▶ **PROVIDED RECORDS**

******************************

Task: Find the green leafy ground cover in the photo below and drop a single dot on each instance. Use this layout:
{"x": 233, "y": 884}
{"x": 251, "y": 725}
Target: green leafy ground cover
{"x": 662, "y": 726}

******************************

Each line of the data above should appear again in your answer, exactly as given.

Task: Find the green leafy ground cover in the photo below and drop a single dot on each instance. Use this layout:
{"x": 233, "y": 884}
{"x": 251, "y": 725}
Target: green leafy ground cover
{"x": 662, "y": 726}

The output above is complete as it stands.